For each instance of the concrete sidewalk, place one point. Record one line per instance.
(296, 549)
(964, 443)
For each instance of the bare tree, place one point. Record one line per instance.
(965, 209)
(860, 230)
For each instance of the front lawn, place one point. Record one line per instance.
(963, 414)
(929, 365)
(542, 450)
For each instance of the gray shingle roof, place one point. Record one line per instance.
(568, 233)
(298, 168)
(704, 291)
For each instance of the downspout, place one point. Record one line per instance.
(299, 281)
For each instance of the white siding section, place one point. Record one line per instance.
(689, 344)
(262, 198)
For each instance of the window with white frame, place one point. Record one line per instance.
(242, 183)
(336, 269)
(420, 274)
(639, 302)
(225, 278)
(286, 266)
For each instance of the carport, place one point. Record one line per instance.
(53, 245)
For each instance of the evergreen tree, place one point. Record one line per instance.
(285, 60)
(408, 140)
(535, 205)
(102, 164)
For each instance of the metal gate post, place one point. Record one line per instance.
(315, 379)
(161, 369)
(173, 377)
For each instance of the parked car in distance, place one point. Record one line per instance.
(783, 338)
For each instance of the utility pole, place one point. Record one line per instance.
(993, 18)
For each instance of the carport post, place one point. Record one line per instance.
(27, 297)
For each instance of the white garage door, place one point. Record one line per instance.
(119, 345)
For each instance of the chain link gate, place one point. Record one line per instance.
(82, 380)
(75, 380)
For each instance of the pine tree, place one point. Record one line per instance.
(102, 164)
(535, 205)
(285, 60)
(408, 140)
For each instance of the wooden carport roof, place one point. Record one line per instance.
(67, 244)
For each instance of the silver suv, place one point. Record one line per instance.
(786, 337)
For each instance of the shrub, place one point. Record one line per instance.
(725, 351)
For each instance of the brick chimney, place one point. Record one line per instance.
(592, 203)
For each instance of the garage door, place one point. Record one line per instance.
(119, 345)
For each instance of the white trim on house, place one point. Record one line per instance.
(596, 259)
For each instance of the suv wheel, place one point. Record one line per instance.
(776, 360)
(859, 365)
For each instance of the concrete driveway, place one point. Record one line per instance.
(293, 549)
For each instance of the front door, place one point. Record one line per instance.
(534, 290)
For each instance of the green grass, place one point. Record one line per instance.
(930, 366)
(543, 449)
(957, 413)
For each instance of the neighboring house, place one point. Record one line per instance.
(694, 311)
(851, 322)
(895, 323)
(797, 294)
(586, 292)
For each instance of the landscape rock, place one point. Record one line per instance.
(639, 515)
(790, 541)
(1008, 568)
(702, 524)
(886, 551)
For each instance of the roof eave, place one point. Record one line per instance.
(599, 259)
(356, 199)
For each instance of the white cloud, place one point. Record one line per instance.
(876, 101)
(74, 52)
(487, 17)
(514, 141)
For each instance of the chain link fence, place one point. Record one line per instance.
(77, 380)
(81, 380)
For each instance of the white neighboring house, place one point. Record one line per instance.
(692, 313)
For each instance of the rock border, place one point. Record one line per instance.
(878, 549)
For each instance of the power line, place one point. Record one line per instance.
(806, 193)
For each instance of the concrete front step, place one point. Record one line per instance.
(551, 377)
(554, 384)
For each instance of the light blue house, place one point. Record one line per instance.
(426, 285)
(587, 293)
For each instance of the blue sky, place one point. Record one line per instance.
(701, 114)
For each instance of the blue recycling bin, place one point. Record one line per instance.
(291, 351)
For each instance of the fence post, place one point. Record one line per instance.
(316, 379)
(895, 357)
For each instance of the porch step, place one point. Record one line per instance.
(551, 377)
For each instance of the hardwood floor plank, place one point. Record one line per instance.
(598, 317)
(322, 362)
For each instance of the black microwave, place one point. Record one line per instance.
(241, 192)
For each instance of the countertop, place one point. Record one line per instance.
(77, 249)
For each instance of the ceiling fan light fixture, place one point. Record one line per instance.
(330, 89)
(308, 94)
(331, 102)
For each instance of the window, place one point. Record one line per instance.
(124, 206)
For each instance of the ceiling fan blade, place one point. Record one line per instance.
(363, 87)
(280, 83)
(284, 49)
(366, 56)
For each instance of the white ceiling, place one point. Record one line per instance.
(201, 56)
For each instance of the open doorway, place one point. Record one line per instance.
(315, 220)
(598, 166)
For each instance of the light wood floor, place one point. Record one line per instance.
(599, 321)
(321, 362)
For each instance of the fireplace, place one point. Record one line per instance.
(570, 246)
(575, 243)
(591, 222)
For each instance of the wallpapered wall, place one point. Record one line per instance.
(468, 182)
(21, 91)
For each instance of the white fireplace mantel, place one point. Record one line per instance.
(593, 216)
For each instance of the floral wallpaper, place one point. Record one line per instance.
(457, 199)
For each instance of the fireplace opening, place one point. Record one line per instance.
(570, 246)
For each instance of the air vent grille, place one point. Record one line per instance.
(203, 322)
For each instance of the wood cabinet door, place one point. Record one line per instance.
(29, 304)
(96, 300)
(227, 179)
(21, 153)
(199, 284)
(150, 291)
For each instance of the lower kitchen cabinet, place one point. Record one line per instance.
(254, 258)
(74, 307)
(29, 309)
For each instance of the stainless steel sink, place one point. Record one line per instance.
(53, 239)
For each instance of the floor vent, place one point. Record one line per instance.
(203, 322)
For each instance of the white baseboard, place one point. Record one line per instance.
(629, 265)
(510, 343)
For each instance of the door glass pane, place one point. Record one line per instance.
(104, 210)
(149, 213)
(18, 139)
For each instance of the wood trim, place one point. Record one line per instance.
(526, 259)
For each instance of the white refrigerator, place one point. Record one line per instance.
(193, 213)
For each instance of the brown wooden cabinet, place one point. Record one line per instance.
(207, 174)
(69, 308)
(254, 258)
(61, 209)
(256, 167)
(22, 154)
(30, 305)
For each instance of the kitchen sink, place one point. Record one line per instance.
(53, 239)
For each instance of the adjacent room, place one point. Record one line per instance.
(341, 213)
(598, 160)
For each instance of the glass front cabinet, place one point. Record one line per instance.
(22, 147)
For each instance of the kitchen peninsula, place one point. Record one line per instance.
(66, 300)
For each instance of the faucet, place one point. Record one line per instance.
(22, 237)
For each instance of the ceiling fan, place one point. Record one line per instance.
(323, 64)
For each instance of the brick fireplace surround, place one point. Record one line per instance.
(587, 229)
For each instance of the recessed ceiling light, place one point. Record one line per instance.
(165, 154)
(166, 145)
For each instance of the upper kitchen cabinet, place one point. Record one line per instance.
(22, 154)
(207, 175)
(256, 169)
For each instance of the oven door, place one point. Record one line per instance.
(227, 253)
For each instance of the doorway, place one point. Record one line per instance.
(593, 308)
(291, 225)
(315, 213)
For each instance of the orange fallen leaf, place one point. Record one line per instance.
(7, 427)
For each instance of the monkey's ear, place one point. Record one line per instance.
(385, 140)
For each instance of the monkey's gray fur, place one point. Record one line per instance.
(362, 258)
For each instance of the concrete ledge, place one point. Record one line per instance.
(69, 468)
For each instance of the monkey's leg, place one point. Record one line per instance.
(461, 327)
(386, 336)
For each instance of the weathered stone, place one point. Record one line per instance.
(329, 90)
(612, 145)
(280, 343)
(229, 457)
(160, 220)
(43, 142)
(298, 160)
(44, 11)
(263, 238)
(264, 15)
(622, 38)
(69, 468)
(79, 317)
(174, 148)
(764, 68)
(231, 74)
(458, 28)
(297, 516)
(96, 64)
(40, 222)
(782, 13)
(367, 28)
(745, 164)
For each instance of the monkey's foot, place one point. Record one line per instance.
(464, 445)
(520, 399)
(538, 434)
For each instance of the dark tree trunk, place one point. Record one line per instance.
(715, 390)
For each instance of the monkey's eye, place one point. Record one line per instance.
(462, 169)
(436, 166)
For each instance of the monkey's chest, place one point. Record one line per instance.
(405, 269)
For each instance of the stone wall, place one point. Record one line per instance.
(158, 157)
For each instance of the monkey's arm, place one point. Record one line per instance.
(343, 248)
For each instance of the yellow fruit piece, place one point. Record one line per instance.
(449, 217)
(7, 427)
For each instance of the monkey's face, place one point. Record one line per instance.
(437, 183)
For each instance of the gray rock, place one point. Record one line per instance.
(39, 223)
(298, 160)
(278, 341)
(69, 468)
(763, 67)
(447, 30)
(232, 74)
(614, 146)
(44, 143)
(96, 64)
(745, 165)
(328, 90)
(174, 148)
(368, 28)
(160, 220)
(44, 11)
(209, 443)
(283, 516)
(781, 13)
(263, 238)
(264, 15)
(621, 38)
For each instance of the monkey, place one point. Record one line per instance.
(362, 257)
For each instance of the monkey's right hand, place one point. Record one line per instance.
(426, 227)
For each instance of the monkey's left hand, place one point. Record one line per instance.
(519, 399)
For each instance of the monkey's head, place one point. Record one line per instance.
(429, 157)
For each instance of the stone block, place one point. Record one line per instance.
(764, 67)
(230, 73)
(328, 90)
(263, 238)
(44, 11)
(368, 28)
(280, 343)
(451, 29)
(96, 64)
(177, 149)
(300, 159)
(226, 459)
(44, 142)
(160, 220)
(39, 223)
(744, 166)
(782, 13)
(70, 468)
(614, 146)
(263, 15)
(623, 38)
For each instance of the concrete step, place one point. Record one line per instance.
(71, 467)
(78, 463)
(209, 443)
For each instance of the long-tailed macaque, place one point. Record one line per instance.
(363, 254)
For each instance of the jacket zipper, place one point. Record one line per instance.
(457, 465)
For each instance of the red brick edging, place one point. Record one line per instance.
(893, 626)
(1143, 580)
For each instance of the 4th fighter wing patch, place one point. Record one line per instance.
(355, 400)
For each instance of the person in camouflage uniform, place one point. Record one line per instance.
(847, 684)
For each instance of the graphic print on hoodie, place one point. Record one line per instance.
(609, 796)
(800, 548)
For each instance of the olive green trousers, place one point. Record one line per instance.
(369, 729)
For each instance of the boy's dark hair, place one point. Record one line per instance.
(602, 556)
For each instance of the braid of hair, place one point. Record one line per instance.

------------------------------

* _WHAT IS REQUIRED_
Each line from the one containing "For each instance of the long-tailed" through the end of the entries, both included, is to be returned exactly, with no other lines.

* _OUTPUT FOR THIS EXERCISE_
For each instance of the long-tailed macaque, place one point. Record one line per instance.
(363, 254)
For each instance of the jacket zipper, place one point. Record one line per instance.
(457, 465)
For each instance of the red brick edging, place one point. Record one line per instance.
(893, 626)
(1143, 580)
For each instance of the 4th fighter wing patch, place one point. Record one line per instance.
(355, 400)
For each instance of the person in camouflage uniform, place one point. Record one line per instance.
(847, 684)
For each instance of the graphic print on hoodie, place one point. Record one line per instance.
(609, 796)
(800, 548)
For each instance of the olive green trousers, place one point. Record one line per instance.
(369, 729)
For each instance of the boy's dark hair, place one point. Record one line per instance.
(602, 556)
For each instance of the braid of hair, place one point. Record one line per instance.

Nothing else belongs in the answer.